## DOKUMENTAUSZUG
Für mich ist ein Altacht­undsechs­ziger stets das gewesen, woran ich knapp vorbei­gerutscht bin. Er hat 1968 studiert, wurde also um 1945 geboren und glaubte an die Weltrevo­lution. Leider bin ich etwas jünger und war nur Lehr­ling. Ich darf mich aber ohne den Zusatz "alt" als Achtund­sechziger sehen, weil wir Seit an Seit mit den Studenten den Kampf gegen das Estab­lishment geführt haben und ich mich nicht scheue, die Umbrüche dieser Zeit nach dem Jahr 1968 zu bezeichnen. Manche mögen meinen, 67 sei richtiger, alles habe noch viel früher begonnen, Studenten­bewegung oder gar -revolte sei die bessere Bezeich­nung, wenn nicht mit Protest­bewegung auch den Prole­tariern Rech­nung getragen werden soll.

Wenn heute über die damaligen Zeiten gesprochen wird, dann zumeist von Leuten, die deut­lich jünger sind, eher aus der Genera­tion 89, die es eigent­lich nur wegen der 180-Grad-Dre­hung der 68 gibt. Sie bestehen aus minde­stens zwei Gruppen: Den sog. Rechten, die sich selbst als Pragma­tiker sehen, und den Linken mit dem Arsch an der Wand, denen es gewalt­bereit und ohne geistige Ergüsse eigent­lich nur um sich selbst ging. Beide haben den Marsch durch die Institu­tionen hinter sich. Einige wurden wie Dobrindt konser­vative Revolu­tionäre, andere sind vom Baumhaus an der Startbahn in eine Altbau­wohnung gezogen und bilden den linken Main­straem, die meisten blieben herzlich desinter­essiert. Mit der Gene­ration Prak­tikum wird nichts besseres nach­kommen.

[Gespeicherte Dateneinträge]
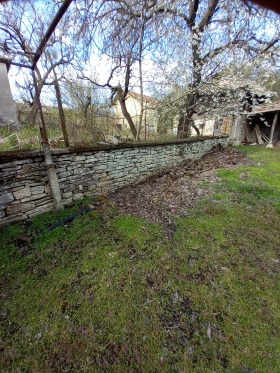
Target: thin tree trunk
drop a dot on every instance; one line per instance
(54, 184)
(140, 51)
(128, 118)
(61, 113)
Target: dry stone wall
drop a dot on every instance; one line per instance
(24, 186)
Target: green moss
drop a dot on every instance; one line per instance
(113, 293)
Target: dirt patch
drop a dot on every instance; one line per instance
(162, 198)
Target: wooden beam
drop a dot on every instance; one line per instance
(270, 143)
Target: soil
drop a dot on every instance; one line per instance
(163, 197)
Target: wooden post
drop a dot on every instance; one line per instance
(270, 143)
(145, 121)
(54, 184)
(258, 134)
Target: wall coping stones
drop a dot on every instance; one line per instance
(24, 184)
(7, 156)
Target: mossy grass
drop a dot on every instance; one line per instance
(110, 293)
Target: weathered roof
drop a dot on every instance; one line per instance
(265, 108)
(149, 99)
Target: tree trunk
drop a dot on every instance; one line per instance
(61, 113)
(53, 179)
(128, 118)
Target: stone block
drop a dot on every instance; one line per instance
(80, 158)
(78, 196)
(67, 195)
(68, 201)
(23, 193)
(34, 197)
(17, 208)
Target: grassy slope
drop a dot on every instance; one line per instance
(114, 294)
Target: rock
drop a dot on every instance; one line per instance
(78, 196)
(17, 208)
(23, 193)
(67, 195)
(37, 189)
(5, 199)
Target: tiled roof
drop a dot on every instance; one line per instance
(149, 99)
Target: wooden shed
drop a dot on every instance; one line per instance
(262, 125)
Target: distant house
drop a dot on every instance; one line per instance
(223, 102)
(8, 116)
(133, 104)
(262, 124)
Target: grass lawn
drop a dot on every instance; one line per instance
(111, 293)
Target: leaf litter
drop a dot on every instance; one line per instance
(164, 197)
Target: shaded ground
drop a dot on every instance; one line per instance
(163, 197)
(116, 293)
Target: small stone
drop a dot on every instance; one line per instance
(17, 208)
(23, 193)
(5, 199)
(37, 189)
(190, 350)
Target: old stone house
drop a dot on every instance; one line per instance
(224, 104)
(133, 104)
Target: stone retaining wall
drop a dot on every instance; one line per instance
(24, 186)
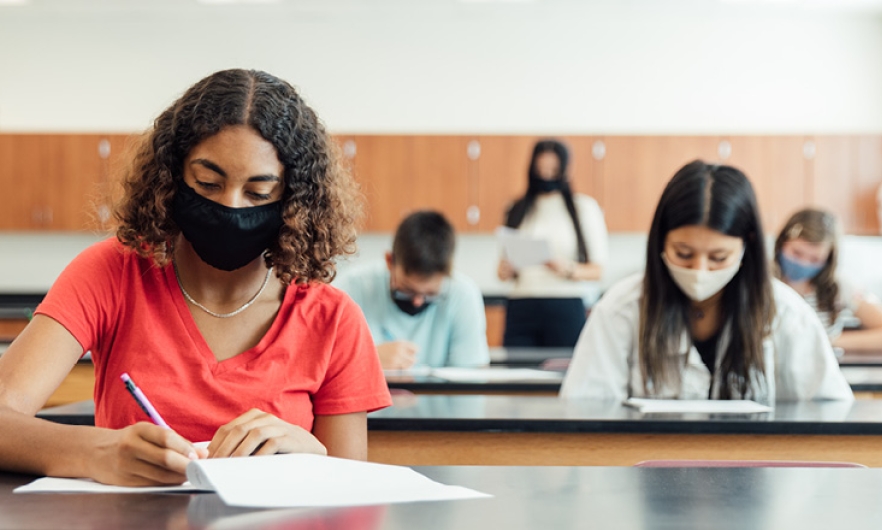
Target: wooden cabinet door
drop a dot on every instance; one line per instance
(846, 175)
(441, 177)
(636, 170)
(382, 166)
(501, 168)
(30, 164)
(53, 181)
(778, 169)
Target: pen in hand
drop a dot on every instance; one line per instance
(142, 400)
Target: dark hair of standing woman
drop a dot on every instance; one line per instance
(522, 206)
(722, 199)
(321, 204)
(815, 226)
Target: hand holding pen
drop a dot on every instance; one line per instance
(142, 401)
(143, 453)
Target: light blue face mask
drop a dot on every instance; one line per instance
(797, 271)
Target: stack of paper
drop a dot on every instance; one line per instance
(521, 250)
(705, 406)
(291, 480)
(495, 374)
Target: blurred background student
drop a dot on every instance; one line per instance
(706, 320)
(546, 306)
(806, 257)
(418, 310)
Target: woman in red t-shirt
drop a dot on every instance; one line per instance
(213, 297)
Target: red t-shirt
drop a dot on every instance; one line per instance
(317, 357)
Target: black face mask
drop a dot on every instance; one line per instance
(408, 307)
(225, 238)
(547, 186)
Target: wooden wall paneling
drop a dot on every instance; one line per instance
(440, 177)
(636, 169)
(834, 175)
(869, 179)
(585, 171)
(78, 183)
(383, 167)
(495, 315)
(109, 189)
(778, 169)
(8, 184)
(30, 163)
(502, 176)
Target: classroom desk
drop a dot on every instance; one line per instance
(553, 498)
(866, 358)
(515, 430)
(527, 356)
(429, 384)
(862, 379)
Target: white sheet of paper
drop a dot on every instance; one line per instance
(294, 480)
(494, 374)
(84, 485)
(706, 406)
(301, 480)
(521, 250)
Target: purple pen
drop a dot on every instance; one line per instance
(143, 401)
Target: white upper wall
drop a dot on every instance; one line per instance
(446, 66)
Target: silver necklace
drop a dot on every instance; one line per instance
(222, 315)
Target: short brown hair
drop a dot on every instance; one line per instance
(321, 202)
(424, 244)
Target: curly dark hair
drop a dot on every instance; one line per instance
(322, 204)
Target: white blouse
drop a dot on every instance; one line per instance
(550, 220)
(800, 363)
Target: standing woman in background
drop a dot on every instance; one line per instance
(546, 306)
(806, 257)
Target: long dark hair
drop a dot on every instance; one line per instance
(321, 204)
(722, 199)
(815, 226)
(522, 206)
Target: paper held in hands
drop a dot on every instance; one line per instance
(521, 250)
(289, 480)
(704, 406)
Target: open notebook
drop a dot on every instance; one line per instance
(289, 480)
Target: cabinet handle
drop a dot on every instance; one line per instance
(473, 215)
(598, 150)
(724, 150)
(473, 150)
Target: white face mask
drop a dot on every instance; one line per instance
(699, 285)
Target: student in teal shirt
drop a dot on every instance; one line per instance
(419, 312)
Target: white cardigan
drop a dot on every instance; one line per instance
(800, 363)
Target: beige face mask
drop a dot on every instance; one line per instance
(699, 285)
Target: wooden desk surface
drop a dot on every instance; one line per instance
(553, 498)
(512, 430)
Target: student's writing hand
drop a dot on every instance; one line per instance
(143, 454)
(397, 355)
(505, 271)
(259, 433)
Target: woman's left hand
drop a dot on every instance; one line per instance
(260, 433)
(564, 269)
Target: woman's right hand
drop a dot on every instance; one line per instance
(143, 454)
(505, 271)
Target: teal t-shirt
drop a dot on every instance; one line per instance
(452, 331)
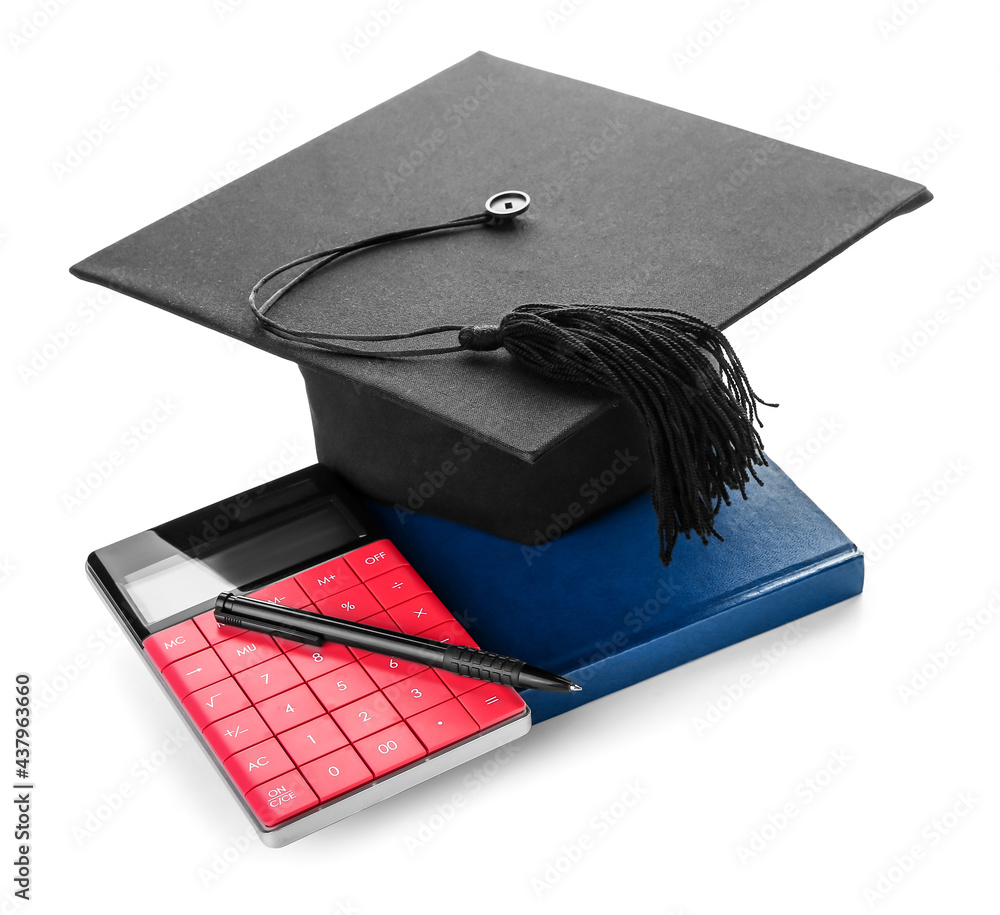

## ARBEITSANWEISUNG
Geben Sie aus dem Textauszug über die Achtundsechziger den Abschnitt wortgetreu wieder, der mit „Für mich ist“ beginnt und sich bis einschließlich „getragen werden soll.“ fortsetzt. Die Zeilen sind hierfür ohne Belang.

## LÖSUNG
Für mich ist ein Altacht­undsechs­ziger stets das gewesen, woran ich knapp vorbei­gerutscht bin. Er hat 1968 studiert, wurde also um 1945 geboren und glaubte an die Weltrevo­lution. Leider bin ich etwas jünger und war nur Lehr­ling. Ich darf mich aber ohne den Zusatz "alt" als Achtund­sechziger sehen, weil wir Seit an Seit mit den Studenten den Kampf gegen das Estab­lishment geführt haben und ich mich nicht scheue, die Umbrüche dieser Zeit nach dem Jahr 1968 zu bezeichnen. Manche mögen meinen, 67 sei richtiger, alles habe noch viel früher begonnen, Studenten­bewegung oder gar -revolte sei die bessere Bezeich­nung, wenn nicht mit Protest­bewegung auch den Prole­tariern Rech­nung getragen werden soll.